Goal of the exercise
Reproduce the material below verbatim, from its first line through the line that holds "(1104, 725)", inclusive.

[begin Extracted data]

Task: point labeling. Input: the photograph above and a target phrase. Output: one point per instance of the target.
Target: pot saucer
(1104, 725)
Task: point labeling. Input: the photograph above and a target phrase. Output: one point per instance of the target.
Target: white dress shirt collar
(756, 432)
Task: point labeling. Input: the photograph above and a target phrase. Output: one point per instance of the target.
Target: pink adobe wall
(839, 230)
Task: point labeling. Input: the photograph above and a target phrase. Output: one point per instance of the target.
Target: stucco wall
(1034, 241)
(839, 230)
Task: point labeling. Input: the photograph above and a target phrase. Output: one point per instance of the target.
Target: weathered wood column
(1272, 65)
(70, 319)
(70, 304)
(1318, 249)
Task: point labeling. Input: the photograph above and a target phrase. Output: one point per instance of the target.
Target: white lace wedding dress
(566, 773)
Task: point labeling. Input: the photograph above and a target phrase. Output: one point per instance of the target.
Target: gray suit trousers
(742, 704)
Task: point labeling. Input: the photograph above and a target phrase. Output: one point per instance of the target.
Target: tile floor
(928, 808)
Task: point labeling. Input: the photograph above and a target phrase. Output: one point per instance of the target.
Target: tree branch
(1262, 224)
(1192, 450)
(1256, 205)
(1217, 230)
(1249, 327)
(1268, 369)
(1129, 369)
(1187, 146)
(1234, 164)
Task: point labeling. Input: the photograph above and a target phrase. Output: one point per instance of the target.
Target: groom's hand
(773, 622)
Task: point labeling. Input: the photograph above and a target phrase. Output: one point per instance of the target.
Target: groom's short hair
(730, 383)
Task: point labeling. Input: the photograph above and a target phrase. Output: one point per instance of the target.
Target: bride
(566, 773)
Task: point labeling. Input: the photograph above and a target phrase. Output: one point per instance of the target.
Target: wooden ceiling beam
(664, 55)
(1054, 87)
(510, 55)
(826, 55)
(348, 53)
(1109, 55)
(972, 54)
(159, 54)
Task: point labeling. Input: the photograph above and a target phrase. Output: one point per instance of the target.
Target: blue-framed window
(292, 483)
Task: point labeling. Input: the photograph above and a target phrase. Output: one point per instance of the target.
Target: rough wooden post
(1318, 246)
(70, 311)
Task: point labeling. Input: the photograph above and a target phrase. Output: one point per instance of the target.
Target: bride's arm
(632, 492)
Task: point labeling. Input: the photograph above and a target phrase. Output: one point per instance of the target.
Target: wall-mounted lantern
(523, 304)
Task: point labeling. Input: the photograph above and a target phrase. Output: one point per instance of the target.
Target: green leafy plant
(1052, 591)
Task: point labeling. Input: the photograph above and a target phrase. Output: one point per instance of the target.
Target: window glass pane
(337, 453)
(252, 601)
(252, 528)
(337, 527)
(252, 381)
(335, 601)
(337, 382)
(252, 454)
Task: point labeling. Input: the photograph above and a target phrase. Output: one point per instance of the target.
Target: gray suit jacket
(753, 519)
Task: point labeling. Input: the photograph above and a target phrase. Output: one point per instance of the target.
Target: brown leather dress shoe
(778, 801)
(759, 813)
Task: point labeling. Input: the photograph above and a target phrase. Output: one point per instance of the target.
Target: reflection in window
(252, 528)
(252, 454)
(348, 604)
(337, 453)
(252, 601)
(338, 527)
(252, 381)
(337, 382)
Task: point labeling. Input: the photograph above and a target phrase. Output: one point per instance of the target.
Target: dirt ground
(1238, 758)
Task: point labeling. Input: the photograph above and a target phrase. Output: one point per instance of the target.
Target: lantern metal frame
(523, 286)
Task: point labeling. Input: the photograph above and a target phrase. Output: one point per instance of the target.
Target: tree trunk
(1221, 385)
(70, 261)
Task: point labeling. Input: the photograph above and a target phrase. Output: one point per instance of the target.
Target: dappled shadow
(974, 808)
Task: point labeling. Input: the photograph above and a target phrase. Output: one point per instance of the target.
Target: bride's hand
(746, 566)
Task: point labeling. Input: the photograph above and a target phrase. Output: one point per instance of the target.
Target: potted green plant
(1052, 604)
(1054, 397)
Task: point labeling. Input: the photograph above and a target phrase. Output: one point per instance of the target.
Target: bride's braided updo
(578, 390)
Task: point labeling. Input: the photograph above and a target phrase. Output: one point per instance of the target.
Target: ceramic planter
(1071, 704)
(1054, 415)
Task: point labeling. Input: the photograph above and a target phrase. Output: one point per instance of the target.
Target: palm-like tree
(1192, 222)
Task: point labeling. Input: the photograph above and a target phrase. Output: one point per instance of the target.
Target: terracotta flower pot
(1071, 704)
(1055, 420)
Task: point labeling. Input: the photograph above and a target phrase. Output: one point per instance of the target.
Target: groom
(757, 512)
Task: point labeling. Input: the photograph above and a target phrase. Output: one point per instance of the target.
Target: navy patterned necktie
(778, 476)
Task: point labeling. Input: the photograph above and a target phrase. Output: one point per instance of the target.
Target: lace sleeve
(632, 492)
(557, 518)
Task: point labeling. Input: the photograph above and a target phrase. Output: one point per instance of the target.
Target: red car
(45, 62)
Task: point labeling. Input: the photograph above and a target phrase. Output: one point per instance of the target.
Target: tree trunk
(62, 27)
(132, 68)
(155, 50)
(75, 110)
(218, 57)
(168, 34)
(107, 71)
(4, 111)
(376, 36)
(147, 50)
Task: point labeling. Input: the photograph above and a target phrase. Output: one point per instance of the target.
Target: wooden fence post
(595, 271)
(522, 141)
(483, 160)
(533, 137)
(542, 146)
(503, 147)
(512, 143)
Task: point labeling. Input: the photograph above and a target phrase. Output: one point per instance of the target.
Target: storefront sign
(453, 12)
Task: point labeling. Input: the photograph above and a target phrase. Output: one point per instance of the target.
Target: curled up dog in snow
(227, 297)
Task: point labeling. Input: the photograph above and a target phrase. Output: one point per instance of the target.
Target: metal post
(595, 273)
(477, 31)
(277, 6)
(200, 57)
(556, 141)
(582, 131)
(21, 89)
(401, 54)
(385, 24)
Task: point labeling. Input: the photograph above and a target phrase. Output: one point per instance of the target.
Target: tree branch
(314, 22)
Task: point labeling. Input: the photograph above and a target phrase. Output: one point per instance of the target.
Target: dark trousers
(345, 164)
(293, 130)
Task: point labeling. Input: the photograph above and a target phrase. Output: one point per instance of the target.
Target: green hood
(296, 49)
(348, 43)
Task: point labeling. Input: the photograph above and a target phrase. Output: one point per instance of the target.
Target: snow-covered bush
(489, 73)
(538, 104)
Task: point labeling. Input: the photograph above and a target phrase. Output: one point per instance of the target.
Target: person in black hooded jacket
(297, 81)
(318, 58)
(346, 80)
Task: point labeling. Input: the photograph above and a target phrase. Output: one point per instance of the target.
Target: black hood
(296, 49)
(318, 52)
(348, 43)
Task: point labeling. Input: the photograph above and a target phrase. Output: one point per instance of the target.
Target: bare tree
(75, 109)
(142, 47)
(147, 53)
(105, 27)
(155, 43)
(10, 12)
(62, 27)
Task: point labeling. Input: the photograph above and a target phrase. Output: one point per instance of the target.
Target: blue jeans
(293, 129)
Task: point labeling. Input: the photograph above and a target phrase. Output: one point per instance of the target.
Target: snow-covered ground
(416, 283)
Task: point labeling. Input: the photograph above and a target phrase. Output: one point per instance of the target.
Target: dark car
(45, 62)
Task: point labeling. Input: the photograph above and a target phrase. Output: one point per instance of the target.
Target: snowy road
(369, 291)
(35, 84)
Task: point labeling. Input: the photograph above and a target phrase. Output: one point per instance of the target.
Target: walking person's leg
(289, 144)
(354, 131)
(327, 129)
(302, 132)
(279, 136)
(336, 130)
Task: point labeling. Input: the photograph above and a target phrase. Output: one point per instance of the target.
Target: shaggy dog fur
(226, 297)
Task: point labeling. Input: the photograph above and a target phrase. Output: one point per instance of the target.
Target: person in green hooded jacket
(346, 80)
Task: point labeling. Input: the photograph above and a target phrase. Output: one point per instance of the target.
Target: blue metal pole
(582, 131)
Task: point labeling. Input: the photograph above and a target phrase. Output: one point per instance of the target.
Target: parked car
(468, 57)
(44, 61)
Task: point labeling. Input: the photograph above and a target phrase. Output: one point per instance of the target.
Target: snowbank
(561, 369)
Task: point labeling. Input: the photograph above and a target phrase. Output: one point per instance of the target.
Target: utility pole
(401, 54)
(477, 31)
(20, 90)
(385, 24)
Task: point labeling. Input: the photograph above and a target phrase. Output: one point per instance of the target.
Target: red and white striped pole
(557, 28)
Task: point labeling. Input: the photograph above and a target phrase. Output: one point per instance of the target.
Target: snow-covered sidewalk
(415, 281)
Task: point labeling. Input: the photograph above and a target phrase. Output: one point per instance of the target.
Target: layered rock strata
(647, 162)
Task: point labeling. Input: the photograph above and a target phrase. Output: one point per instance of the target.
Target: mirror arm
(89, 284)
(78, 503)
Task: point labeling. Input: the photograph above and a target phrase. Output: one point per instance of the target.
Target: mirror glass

[end Extracted data]

Expected answer
Task: point labeling. Input: the photograph above and a target phrase. Output: one point per instance of the target.
Target: pot saucer
(1104, 725)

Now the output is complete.